TEXT EXTRACT:
--- start ---
# To debadge or not. That is the question



## DaveN007 (Oct 4, 2013)

I have a M-Sport 335d. Every time I think I see another car like mine, it turns out to be a 5-series car. I rarely see 335i M-Sports like mine. I like the idea of debadging the car because it looks so awesome as a mysterious white BMW. It looks cleaner, and the M-Sport package just seems like "more car" than a standard 3 series of its era. (No offense.)

I thought it would be cool to forge a bond with fellow diesel drivers, but BMW drivers don't seem to have the same public kinship as Porsche drivers.

Any thoughts? is the fishing line/ dental floss technique the best way to remove?


----------



## GreekboyD (Jan 25, 2012)

Yep. Dental floss worked well for me when I took off my chrome "335d" badge and put on the matte black one. I also used some Goo Gone to remove the old 3M tape left behind by the original badge.

Personally, I'd never remove my 335d badge as it helps depict how much more rare the car is and I also get the classic _"Is that a diesel?!" _perplexed look/question when somebody pulls up next to me.


----------



## DaveN007 (Oct 4, 2013)

GreekboyD said:


> Yep. Dental floss worked well for me when I took off my chrome "335d" badge and put on the matte black one. I also used some Goo Gone to remove the old 3M tape left behind by the original badge.
> 
> Personally, I'd never remove my 335d badge as it helps depict how much more rare the car is and I also get the classic _"Is that a diesel?!" _perplexed look/question when somebody pulls up next to me.


That is my dilemma. I like "special" cars. The d makes it special, but so does the M-Sport body treatment. Hmmm...

What about this...








:rofl: :bigpimp::rofl:

You have to be a real expert to figure this one out. LOL. It is the size of my last 5 series, and far more luxurious and powerful.


----------



## ChasR (Aug 29, 2012)

Most folks debadge their cars to hide their "lowly" heritage. Personally, I'm very happy with what I have and feel no need to deceive anybody.


----------



## DaveN007 (Oct 4, 2013)

ChasR said:


> Most folks debadge their cars to hide their "lowly" heritage. Personally, I'm very happy with what I have and feel no need to deceive anybody.


Deceive? Deceive who? :dunno:

I would debadge because the car looks unbalanced esthetically with the numbers on one side.

I don't care about what anyone thinks.


----------



## Crzy'boutBimmer (Nov 29, 2012)

Imo, don't put 535.. either clean it or keep it.
--- end ---
WHAT THIS EXERCISE ASKS:
a) Reproduce verbatim the stretch of the debadging thread from "What about this..." through "luxurious and powerful.".
b) Write the next part of the forum thread on debadging the 335d, picking up after its final post.

DATA EXTRACT:
--- start ---
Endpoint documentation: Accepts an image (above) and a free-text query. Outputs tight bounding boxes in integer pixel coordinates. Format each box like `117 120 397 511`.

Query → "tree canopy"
--- end ---
ANSWERS TO THE PROBLEMS:
a)
What about this...








:rofl: :bigpimp::rofl:

You have to be a real expert to figure this one out. LOL. It is the size of my last 5 series, and far more luxurious and powerful.

b)
I have seen similar reactions from new owners ... unless you find an enthusiast - which is extremely rare. Older model drivers are more warm and enthusiastic. They wave, flick lights, honk, etc..

Porsche drivers have better sense of kinship as they cost more, people research those options well before pulling the trigger and are more likely to be enthusiastic than an average 3 series driver - by volume.



Sent from my SAMSUNG-SGH-I317 using BimmerApp mobile app


----------



## 335dFan (Nov 8, 2012)

DaveN007 said:


> Deceive? Deceive who? :dunno:
> 
> I would debadge because the car looks unbalanced esthetically with the numbers on one side.
> 
> I don't care about what anyone thinks.


I kinda like the clean look. Nobody but the cognoscenti knows what a 335d is anyway, and they are few and far between. With no badge and the twin pipes, you wonder: what is that? My license plate frame "Diesel Power" would give a hint though. But again, who really ever notices that?


----------



## GreekboyD (Jan 25, 2012)

DaveN007 said:


> Deceive? Deceive who? :dunno:
> 
> *I would debadge because the car looks unbalanced esthetically with the numbers on one side.*
> 
> I don't care about what anyone thinks.


How about a 33 on the left and 5d on the right?


----------



## robster10 (Oct 8, 2012)

*Badges!*

My plate cover says "real cars don't have spark plugs":thumbup:


----------



## F32Fleet (Jul 14, 2010)

ChasR said:


> Most folks debadge their cars to hide their "lowly" heritage. Personally, I'm very happy with what I have and feel no need to deceive anybody.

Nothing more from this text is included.